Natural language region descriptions
==================================================

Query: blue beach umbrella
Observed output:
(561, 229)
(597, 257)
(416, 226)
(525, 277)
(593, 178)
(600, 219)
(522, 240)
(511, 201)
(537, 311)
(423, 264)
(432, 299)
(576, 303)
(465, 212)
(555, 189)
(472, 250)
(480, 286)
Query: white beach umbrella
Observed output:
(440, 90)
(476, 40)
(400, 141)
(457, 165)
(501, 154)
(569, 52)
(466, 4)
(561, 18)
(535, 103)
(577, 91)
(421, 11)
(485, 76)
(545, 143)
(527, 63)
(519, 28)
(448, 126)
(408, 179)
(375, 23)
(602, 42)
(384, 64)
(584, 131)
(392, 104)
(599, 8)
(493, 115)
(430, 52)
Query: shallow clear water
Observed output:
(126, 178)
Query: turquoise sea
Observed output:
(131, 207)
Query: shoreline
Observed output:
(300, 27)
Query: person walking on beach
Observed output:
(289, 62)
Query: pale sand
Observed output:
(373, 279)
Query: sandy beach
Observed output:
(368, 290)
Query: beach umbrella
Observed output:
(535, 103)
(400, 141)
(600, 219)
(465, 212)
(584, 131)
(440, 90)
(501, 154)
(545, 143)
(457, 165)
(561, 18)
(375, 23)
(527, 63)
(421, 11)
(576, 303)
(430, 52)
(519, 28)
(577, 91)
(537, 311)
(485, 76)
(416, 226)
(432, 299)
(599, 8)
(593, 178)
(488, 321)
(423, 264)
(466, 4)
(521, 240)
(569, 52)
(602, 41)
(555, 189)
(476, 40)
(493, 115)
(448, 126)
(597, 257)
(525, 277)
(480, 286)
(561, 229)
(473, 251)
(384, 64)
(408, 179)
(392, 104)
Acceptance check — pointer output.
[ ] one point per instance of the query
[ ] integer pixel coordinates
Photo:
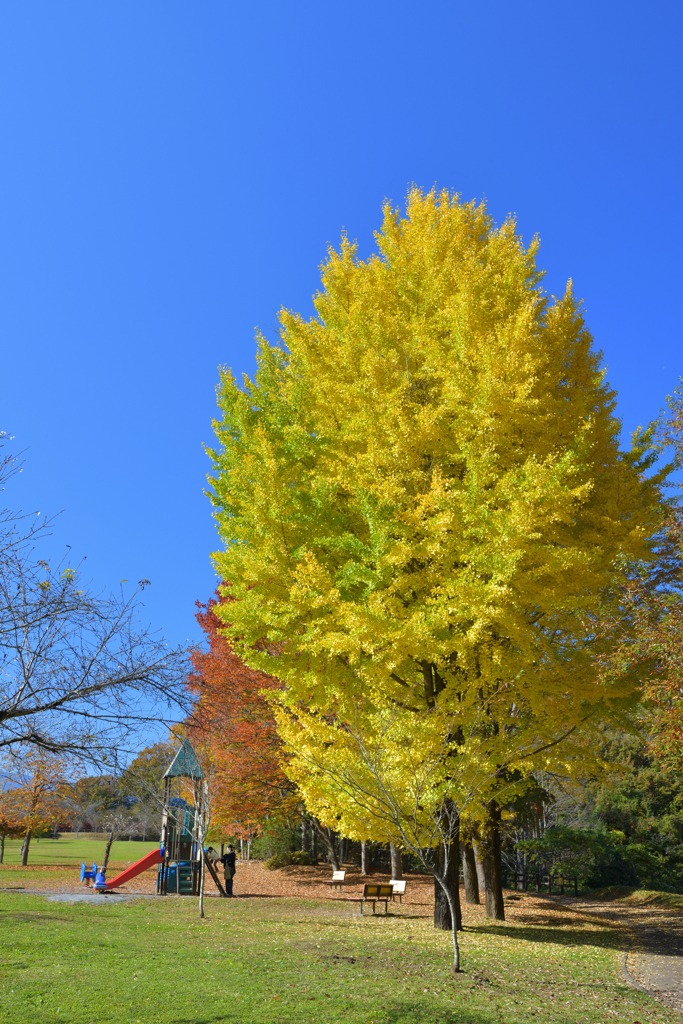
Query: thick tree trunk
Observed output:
(396, 863)
(491, 845)
(470, 875)
(25, 848)
(328, 842)
(441, 907)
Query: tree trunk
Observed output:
(25, 847)
(441, 905)
(203, 871)
(396, 863)
(328, 841)
(491, 848)
(108, 850)
(470, 873)
(478, 863)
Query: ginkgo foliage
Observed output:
(424, 503)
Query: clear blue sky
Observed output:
(172, 172)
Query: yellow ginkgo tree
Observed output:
(424, 503)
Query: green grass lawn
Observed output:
(281, 962)
(71, 852)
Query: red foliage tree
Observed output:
(233, 719)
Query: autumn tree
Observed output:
(34, 800)
(423, 497)
(650, 636)
(233, 717)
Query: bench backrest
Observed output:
(374, 891)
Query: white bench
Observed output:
(397, 889)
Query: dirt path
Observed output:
(654, 958)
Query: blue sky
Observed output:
(172, 173)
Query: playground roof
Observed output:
(184, 764)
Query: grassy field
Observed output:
(71, 852)
(284, 961)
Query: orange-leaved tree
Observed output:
(232, 717)
(35, 802)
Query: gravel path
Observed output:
(654, 958)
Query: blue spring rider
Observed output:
(88, 875)
(99, 882)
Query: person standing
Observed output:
(228, 868)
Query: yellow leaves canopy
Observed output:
(422, 493)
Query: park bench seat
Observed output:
(397, 889)
(374, 893)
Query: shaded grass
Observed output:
(286, 961)
(71, 852)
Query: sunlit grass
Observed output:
(285, 961)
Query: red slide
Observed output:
(148, 860)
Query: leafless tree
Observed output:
(78, 673)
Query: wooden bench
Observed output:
(374, 893)
(397, 889)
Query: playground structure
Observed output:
(181, 854)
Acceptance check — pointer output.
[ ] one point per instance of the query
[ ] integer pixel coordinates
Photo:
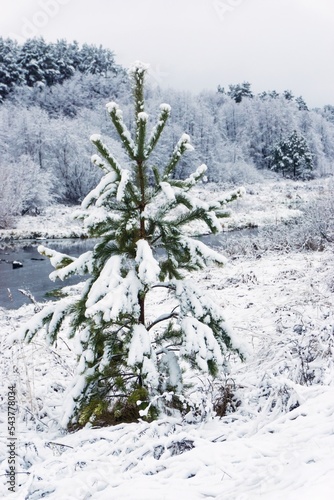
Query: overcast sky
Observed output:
(198, 44)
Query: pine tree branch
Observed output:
(163, 317)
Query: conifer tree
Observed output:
(128, 359)
(292, 157)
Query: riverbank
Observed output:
(277, 440)
(266, 203)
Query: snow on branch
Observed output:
(104, 151)
(180, 148)
(116, 116)
(165, 110)
(108, 181)
(148, 268)
(200, 254)
(80, 266)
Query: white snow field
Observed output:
(276, 440)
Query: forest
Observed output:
(194, 353)
(52, 98)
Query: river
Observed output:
(33, 276)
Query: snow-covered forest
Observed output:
(174, 368)
(53, 97)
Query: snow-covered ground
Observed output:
(276, 441)
(265, 203)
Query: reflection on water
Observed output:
(33, 276)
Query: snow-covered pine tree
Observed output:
(292, 157)
(138, 214)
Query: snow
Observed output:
(168, 191)
(281, 304)
(142, 117)
(95, 137)
(125, 178)
(148, 267)
(138, 66)
(165, 107)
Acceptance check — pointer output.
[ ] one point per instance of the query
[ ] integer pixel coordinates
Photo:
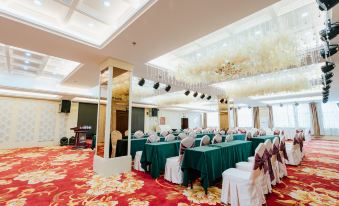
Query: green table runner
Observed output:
(204, 161)
(261, 139)
(155, 155)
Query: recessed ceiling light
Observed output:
(107, 3)
(38, 2)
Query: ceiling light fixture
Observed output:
(329, 50)
(168, 88)
(141, 82)
(107, 3)
(326, 4)
(156, 85)
(329, 66)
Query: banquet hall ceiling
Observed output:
(161, 28)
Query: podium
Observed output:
(80, 137)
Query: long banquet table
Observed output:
(155, 155)
(261, 139)
(208, 162)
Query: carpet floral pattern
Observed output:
(62, 176)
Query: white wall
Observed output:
(31, 123)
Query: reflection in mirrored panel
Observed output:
(119, 110)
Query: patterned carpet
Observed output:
(61, 176)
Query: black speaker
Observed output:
(155, 112)
(65, 106)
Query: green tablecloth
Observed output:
(261, 139)
(205, 161)
(155, 155)
(233, 152)
(136, 145)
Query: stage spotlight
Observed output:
(329, 66)
(333, 31)
(328, 76)
(326, 4)
(327, 52)
(141, 82)
(327, 82)
(156, 85)
(168, 88)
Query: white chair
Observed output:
(293, 152)
(283, 155)
(275, 159)
(137, 165)
(115, 136)
(217, 139)
(169, 138)
(138, 134)
(164, 133)
(205, 140)
(248, 166)
(243, 187)
(182, 136)
(173, 171)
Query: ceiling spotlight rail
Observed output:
(329, 49)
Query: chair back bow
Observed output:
(282, 148)
(268, 156)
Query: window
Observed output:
(213, 119)
(304, 115)
(283, 116)
(264, 117)
(245, 117)
(330, 118)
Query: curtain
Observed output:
(256, 117)
(315, 121)
(235, 116)
(270, 117)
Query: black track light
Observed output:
(331, 32)
(329, 51)
(326, 4)
(167, 88)
(328, 76)
(141, 82)
(329, 66)
(156, 85)
(327, 82)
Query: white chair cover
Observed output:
(173, 171)
(217, 139)
(205, 140)
(182, 136)
(243, 187)
(284, 157)
(138, 134)
(275, 160)
(169, 138)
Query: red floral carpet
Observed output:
(61, 176)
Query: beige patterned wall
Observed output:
(30, 122)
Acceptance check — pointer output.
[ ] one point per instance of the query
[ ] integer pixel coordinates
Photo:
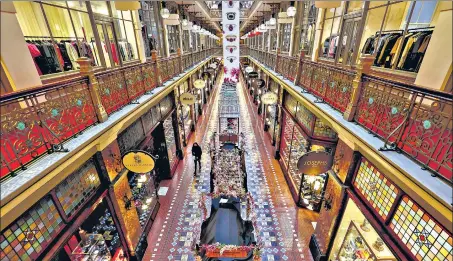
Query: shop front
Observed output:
(374, 219)
(57, 33)
(301, 133)
(184, 113)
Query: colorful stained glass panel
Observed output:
(31, 233)
(376, 188)
(421, 234)
(73, 192)
(324, 131)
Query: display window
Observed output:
(330, 32)
(357, 240)
(173, 38)
(152, 34)
(398, 33)
(375, 188)
(285, 37)
(97, 238)
(170, 140)
(127, 44)
(307, 35)
(28, 236)
(421, 235)
(57, 34)
(144, 194)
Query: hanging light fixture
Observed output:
(273, 21)
(164, 12)
(291, 11)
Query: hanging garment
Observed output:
(114, 53)
(73, 55)
(67, 64)
(122, 51)
(130, 51)
(333, 46)
(59, 56)
(368, 47)
(34, 51)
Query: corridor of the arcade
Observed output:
(284, 228)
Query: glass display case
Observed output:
(170, 141)
(91, 248)
(307, 190)
(357, 240)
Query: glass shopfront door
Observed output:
(108, 44)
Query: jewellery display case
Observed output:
(362, 243)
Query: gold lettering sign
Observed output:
(187, 98)
(138, 161)
(199, 84)
(315, 163)
(269, 98)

==================================================

### Work order:
Retype the entries exactly from the first line, stopping after the line with "Query: beach umbrella".

### Written solution:
Query: blue beach umbrella
Observed output:
(561, 229)
(597, 257)
(416, 226)
(525, 277)
(593, 178)
(600, 219)
(522, 240)
(511, 201)
(537, 311)
(423, 264)
(432, 299)
(576, 303)
(465, 212)
(555, 189)
(472, 250)
(480, 286)
Query: white beach umbrella
Observed output:
(440, 90)
(476, 40)
(400, 141)
(457, 165)
(501, 154)
(569, 52)
(466, 4)
(561, 18)
(535, 103)
(577, 91)
(421, 11)
(485, 76)
(545, 143)
(527, 63)
(519, 28)
(448, 126)
(408, 179)
(375, 23)
(602, 42)
(384, 64)
(584, 131)
(392, 104)
(599, 8)
(493, 115)
(430, 52)
Query: shallow clear water
Observed output:
(126, 178)
Query: turquoise sea
Observed output:
(131, 207)
Query: shoreline
Observed output:
(300, 27)
Query: person walking on beach
Observed output:
(289, 62)
Query: pale sand
Observed output:
(373, 279)
Query: sandy beach
Observed output:
(368, 290)
Query: beach umbrella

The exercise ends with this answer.